Task objective »
Extract each line below that contains the string "sink", matching case.

---------- Listing ----------

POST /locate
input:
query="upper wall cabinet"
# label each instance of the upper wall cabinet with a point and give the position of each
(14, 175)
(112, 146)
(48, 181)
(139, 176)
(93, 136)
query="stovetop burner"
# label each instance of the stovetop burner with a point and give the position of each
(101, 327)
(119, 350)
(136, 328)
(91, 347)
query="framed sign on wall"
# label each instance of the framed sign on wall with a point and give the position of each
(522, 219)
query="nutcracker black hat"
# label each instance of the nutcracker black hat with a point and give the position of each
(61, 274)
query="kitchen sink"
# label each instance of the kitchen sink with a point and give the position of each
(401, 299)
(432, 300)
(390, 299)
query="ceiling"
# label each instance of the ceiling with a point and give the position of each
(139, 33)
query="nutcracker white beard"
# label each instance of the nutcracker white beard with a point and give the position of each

----------

Exercise answer »
query="kitchen sink"
# label each instance of the kitchen sink with a point and give the position of each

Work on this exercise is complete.